■ Document text ■
##########

Wellbeing Insight- Your brain thrives on clarity and reward. Supported by attribution theory in psychology, when you claim your success by saying “I,” you create a clean, direct line of sight between your effort and your result. This powerful alignment is essential for building sustainable confidence and preventing burnout. The opposite of hustle is alignment, and alignment starts with the language of truth. Also, attributing this achievement to ourselves gives us a dopamine hit, our reward system is triggered and it makes us feel good.
Three Ways to Practice “I”
This isn’t about being an arrogant success story. It is about being accurate, leaving room to grow and boosting your self-esteem. A couple of things that helped me:
- Start with the “Self-Correction Pause”
The next time you’re describing a success and hear yourself say, “We did a great job on…” STOP. Take a breath, and rephrase it: “Actually, I developed the strategy for that, and the results were great.” This simple interruption engages your Prefrontal Cortex, forcing it to override the automatic, minimising habit of the ‘we.’ This is supported by Cognitive Behavioural principles for changing ingrained habits.

##########

■ Task description ■
List the three things the text on saying "I" says practicing "I" is about. The data after this text comes from a different source.

##########

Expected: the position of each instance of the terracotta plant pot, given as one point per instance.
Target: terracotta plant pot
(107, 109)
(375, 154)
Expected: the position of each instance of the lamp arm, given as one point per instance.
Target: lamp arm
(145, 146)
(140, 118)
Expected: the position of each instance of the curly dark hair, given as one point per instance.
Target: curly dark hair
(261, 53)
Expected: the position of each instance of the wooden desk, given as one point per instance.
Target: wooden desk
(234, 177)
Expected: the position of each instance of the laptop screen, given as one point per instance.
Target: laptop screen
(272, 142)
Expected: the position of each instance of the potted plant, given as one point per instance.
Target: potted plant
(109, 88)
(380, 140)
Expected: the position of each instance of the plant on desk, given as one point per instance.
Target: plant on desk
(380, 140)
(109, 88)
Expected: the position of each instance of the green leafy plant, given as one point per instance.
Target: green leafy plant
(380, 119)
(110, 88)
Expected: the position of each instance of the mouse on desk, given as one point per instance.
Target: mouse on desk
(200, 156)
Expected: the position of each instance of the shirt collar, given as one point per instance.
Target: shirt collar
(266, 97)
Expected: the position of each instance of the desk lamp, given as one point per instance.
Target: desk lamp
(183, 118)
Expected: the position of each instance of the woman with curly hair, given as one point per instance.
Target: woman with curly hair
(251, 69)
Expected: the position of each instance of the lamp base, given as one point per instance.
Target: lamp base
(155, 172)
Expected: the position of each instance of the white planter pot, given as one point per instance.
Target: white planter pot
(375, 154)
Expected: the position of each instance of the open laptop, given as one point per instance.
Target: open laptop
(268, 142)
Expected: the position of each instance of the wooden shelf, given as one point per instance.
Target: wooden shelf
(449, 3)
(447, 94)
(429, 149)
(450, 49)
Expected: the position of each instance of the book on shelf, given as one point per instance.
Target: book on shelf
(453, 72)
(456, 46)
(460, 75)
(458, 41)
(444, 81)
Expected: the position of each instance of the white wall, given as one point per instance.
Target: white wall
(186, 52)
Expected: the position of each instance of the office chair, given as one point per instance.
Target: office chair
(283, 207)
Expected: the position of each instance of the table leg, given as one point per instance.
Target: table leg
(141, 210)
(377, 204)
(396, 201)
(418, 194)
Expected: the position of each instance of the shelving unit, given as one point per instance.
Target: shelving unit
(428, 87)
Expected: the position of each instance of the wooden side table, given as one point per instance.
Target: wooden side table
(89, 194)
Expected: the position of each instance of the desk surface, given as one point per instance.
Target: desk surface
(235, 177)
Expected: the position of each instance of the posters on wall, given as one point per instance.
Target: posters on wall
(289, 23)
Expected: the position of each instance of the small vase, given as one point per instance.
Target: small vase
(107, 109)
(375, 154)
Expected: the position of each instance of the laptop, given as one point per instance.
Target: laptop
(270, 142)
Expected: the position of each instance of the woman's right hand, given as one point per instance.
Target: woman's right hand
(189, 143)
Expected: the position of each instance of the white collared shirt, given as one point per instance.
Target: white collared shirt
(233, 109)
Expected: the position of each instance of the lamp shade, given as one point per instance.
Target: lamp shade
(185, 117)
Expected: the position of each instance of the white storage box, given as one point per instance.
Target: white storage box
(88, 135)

##########

■ Exercise answer ■
- Being accurate
- Leaving room to grow
- Boosting your self-esteem